What you need to do: Give back the whole listing exactly as shown.

(Coordinate labeling data)
#####

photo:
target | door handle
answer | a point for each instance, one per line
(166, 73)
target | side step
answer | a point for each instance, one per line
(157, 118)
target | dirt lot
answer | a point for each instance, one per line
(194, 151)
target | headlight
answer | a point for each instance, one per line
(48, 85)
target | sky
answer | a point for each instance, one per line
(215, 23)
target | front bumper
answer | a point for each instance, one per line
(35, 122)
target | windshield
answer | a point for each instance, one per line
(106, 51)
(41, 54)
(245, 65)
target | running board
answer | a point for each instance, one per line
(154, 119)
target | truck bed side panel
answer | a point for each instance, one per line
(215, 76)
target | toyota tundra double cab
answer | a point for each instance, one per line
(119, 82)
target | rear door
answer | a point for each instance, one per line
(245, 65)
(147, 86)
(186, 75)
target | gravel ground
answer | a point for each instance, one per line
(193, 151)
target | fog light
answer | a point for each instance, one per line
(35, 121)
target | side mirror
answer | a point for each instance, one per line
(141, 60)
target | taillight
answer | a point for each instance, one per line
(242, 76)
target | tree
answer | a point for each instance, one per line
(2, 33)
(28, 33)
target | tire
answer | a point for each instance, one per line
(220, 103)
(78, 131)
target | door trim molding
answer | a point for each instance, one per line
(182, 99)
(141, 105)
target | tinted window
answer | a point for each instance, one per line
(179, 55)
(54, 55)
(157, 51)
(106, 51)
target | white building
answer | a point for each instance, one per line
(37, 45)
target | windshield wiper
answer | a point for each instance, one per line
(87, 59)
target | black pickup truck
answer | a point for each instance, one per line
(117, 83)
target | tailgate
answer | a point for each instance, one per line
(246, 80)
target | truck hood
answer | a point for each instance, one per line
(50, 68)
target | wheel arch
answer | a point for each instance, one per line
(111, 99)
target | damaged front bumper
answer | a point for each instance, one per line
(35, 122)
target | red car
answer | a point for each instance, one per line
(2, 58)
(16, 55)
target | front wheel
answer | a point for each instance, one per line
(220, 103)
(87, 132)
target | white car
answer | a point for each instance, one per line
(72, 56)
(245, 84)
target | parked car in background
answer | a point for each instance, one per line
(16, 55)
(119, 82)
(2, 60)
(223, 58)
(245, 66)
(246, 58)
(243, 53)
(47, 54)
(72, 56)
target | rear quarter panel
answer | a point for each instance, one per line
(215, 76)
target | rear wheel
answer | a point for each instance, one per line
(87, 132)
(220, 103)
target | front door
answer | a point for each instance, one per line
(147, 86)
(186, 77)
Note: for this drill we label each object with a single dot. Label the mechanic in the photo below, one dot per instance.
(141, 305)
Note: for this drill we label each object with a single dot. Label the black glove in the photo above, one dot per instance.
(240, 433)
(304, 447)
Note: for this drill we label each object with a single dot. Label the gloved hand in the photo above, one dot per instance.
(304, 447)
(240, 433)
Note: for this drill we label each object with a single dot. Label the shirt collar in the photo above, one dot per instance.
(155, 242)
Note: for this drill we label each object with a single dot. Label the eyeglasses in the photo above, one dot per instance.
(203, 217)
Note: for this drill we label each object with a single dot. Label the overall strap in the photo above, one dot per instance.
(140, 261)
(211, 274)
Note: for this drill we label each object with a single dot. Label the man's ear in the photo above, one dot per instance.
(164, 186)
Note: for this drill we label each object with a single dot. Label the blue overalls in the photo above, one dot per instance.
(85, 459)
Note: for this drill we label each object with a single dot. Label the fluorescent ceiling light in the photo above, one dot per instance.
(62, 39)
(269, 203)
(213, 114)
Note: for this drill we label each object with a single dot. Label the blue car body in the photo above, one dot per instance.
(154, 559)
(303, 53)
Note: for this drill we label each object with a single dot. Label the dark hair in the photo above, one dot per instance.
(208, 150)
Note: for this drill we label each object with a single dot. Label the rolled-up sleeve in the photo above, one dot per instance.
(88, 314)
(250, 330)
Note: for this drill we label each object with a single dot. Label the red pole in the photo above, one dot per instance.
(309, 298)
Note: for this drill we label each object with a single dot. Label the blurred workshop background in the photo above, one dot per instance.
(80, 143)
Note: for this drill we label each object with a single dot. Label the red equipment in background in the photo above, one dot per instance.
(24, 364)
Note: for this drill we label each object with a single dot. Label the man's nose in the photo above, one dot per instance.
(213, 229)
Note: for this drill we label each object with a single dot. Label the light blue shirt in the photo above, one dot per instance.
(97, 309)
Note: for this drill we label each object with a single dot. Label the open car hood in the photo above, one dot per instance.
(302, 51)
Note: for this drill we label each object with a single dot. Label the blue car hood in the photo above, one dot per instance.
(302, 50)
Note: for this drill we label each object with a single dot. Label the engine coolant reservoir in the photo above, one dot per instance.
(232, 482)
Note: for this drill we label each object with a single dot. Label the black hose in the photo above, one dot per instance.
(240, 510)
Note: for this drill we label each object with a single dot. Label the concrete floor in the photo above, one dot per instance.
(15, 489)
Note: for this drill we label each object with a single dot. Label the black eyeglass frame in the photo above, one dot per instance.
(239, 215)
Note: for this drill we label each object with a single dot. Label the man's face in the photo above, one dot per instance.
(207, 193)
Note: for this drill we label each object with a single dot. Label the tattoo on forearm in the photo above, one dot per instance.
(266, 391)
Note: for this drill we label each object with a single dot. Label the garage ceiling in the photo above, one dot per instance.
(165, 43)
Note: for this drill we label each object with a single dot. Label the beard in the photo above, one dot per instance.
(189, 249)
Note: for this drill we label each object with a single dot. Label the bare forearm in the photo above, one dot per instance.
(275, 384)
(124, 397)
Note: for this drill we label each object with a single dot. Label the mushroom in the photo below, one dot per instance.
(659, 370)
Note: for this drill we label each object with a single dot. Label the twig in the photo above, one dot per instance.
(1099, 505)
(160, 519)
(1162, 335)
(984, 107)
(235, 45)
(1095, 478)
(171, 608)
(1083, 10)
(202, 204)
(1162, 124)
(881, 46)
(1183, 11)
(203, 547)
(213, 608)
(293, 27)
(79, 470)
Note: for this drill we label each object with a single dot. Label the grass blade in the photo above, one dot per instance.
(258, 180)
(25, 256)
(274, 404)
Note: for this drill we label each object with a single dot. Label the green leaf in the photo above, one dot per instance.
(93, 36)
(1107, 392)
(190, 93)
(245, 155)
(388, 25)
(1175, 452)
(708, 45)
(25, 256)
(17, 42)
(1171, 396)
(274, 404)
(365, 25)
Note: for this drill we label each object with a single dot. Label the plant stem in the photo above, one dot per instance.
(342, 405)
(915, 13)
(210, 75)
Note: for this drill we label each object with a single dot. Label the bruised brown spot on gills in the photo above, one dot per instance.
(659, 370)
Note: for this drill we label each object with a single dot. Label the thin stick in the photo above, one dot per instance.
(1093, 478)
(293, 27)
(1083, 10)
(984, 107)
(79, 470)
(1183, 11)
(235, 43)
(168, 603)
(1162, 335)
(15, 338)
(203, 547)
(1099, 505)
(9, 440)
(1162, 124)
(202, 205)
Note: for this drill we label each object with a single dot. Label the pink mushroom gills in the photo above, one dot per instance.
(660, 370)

#####

Solution to the problem:
photo:
target | door handle
answer | a point for each instance, one per line
(166, 73)
target | side step
answer | a point for each instance, one per line
(157, 118)
target | dirt lot
answer | a point for each instance, one per line
(194, 151)
target | headlight
answer | a point for each instance, one per line
(48, 85)
target | sky
answer | a point for each instance, one per line
(215, 23)
target | front bumper
answer | a point for each instance, one per line
(35, 122)
target | windshield
answer | a point for each instance, one per line
(106, 51)
(41, 54)
(245, 65)
target | running board
answer | a point for each instance, one per line
(154, 119)
target | truck bed side panel
answer | a point for each instance, one per line
(215, 76)
target | toyota tundra double cab
answer | a point for each instance, one per line
(119, 82)
target | rear door
answer | a point for each instance, one per line
(245, 65)
(147, 86)
(186, 75)
target | gravel ground
answer | a point for each instance, one per line
(193, 151)
target | fog light
answer | a point for each instance, one per line
(35, 121)
target | side mirror
answer | a point for each instance, one per line
(141, 60)
target | taillight
answer | a point for each instance, one per line
(242, 76)
target | tree
answer | a point for each instance, one per line
(2, 33)
(28, 33)
target | tire
answer | a point for each instance, one per line
(220, 103)
(78, 131)
target | door trim molding
answer | a point for each instance, one per line
(182, 99)
(141, 105)
target | tinted window
answer | a point for each instance, one per line
(179, 55)
(54, 55)
(157, 51)
(106, 51)
target | white building
answer | a point for each instance, one per line
(37, 45)
target | windshield wiper
answer | a point for each instance, one per line
(87, 59)
target | black pickup truck
answer | a point for each instance, one per line
(117, 83)
target | tailgate
answer | a point for each instance, one per line
(246, 80)
target | truck hood
answer | a point for each instance, one per line
(50, 68)
target | wheel arch
answer | a point for each instance, one per line
(111, 99)
target | damaged front bumper
answer | a point for each instance, one per line
(35, 122)
target | red car
answer | a point for each instance, one per line
(2, 58)
(16, 55)
target | front wheel
answer | a point for each instance, one per line
(220, 103)
(87, 132)
target | white car
answer | a point for each instance, one per line
(72, 56)
(245, 84)
target | parked car in background
answer | a point for each instance, one per line
(16, 55)
(119, 82)
(2, 60)
(223, 58)
(245, 66)
(246, 58)
(243, 53)
(47, 54)
(72, 56)
target | rear quarter panel
answer | a point for each instance, one per line
(215, 76)
target | rear wheel
answer | a point for each instance, one per line
(87, 132)
(220, 103)
target | front door
answer | a point for each instance, one per line
(147, 86)
(186, 77)
Note: for this drill we label each object with a single dot. Label the mechanic in the photo below, one dot per instance.
(141, 305)
Note: for this drill we label each object with a single dot. Label the black glove in the photo above, one dot per instance.
(240, 433)
(304, 447)
Note: for this drill we label each object with a single dot. Label the gloved hand in the photo above, one dot per instance.
(304, 447)
(240, 433)
Note: for this drill we label each object with a single dot. Label the shirt collar in the photo above, one dot per instance.
(155, 242)
Note: for this drill we label each object with a single dot. Label the eyeglasses in the photo above, one dot per instance.
(203, 217)
Note: for this drill we label each object with a single dot. Label the overall strap in the photo above, one dot per instance.
(140, 261)
(211, 274)
Note: for this drill we label each object with a single dot. Label the man's ear in the photo above, one dot per instance.
(164, 186)
Note: for this drill we label each object with a single dot. Label the blue overalls in the photo above, one dot per instance.
(85, 459)
Note: for this drill we label each object with a single dot. Label the fluorescent ceiling light in the photo above, one dot per instance.
(62, 39)
(269, 203)
(213, 114)
Note: for this drill we label each object with a single dot. Label the blue car body in the photo above, one dot per instance.
(154, 559)
(303, 53)
Note: for this drill we label each object with a single dot. Label the dark hair in the photo above, one dot per instance.
(208, 150)
Note: for this drill we label each object with a single dot. Label the rolled-up sleeve in the photo above, one dot per instance.
(88, 314)
(250, 330)
Note: for this drill we label each object with a single dot. Label the red pole in the photo above, one dot per instance.
(309, 298)
Note: for this drill we label each object with a single dot. Label the blurred workshop background in the photo above, one dot per instance.
(80, 143)
Note: for this drill we label each object with a single dot. Label the red equipment in background in the photo above, one dot per instance.
(24, 364)
Note: for this drill we label each object with a single dot. Label the man's nose in the photo above, one dot per instance.
(213, 229)
Note: for this drill we label each object with a single dot. Label the light blue shirt in the photo above, one dot per instance.
(97, 309)
Note: for this drill we label each object with a single dot. Label the open car hood in the photo above, one dot per instance.
(302, 51)
Note: for this drill we label each object with a single dot. Label the blue car hood in the photo above, one dot per instance.
(302, 50)
Note: for this drill we label each object with a single dot. Label the engine coolant reservoir in the photo above, one dot per instance.
(232, 482)
Note: for this drill we label each object with a single dot. Label the black hose in the photo above, one dot per instance.
(240, 510)
Note: for this drill we label each object with a single dot. Label the concrete floor in the photo above, one dot per instance.
(15, 489)
Note: for this drill we label each object with a single dot. Label the black eyeglass frame in the photo above, one dot per instance.
(239, 215)
Note: for this drill we label each object with a single dot. Label the man's face in the photo above, one dot per instance.
(207, 193)
Note: for this drill we label each object with a single dot. Label the tattoo on forearm in the photo above, one dot per instance.
(266, 391)
Note: for this drill we label each object with a single dot. Label the garage ceiling in the photo above, one dot per instance.
(165, 43)
Note: for this drill we label each object with a single dot. Label the beard in the photo above, one dot per instance.
(189, 249)
Note: for this drill we label each object with a single dot. Label the bare forearm in the photo above, one dot per instance.
(275, 384)
(124, 397)
Note: for this drill we label each object with a single dot. Label the mushroom in the photo below, one dot per instance.
(659, 370)
Note: for this drill we label each object with a single dot. Label the twig in the photo above, one dot per instance.
(1099, 505)
(160, 519)
(1162, 335)
(984, 107)
(235, 45)
(1095, 478)
(171, 608)
(1083, 10)
(202, 204)
(1162, 124)
(881, 46)
(1183, 11)
(203, 547)
(213, 608)
(293, 27)
(79, 470)
Note: for this drill we label each object with a single dot. Label the grass blade in the photo above, one dot per instance.
(258, 180)
(25, 256)
(274, 404)
Note: for this drill we label each object with a single dot. Label the green leaf in the photo above, one dot per instance.
(93, 36)
(1107, 392)
(190, 93)
(245, 155)
(388, 25)
(1175, 452)
(708, 45)
(25, 256)
(17, 42)
(1171, 396)
(274, 404)
(365, 25)
Note: for this drill we label each object with a single dot. Label the plant stem in the photo above, one dot per instance.
(342, 405)
(915, 13)
(210, 75)
Note: for this drill we label each object with a single dot. Label the bruised brown spot on gills in the photo above, one dot per instance.
(659, 370)
Note: for this drill we label each object with a single dot. Label the thin stick in the photo above, one dot per instance.
(1093, 478)
(293, 27)
(1083, 10)
(984, 107)
(79, 470)
(1183, 11)
(235, 43)
(168, 603)
(1162, 335)
(15, 338)
(203, 547)
(1099, 505)
(9, 440)
(1162, 124)
(202, 205)
Note: for this drill we label each object with a single dot. Label the pink mushroom gills in the photo above, one dot per instance.
(660, 370)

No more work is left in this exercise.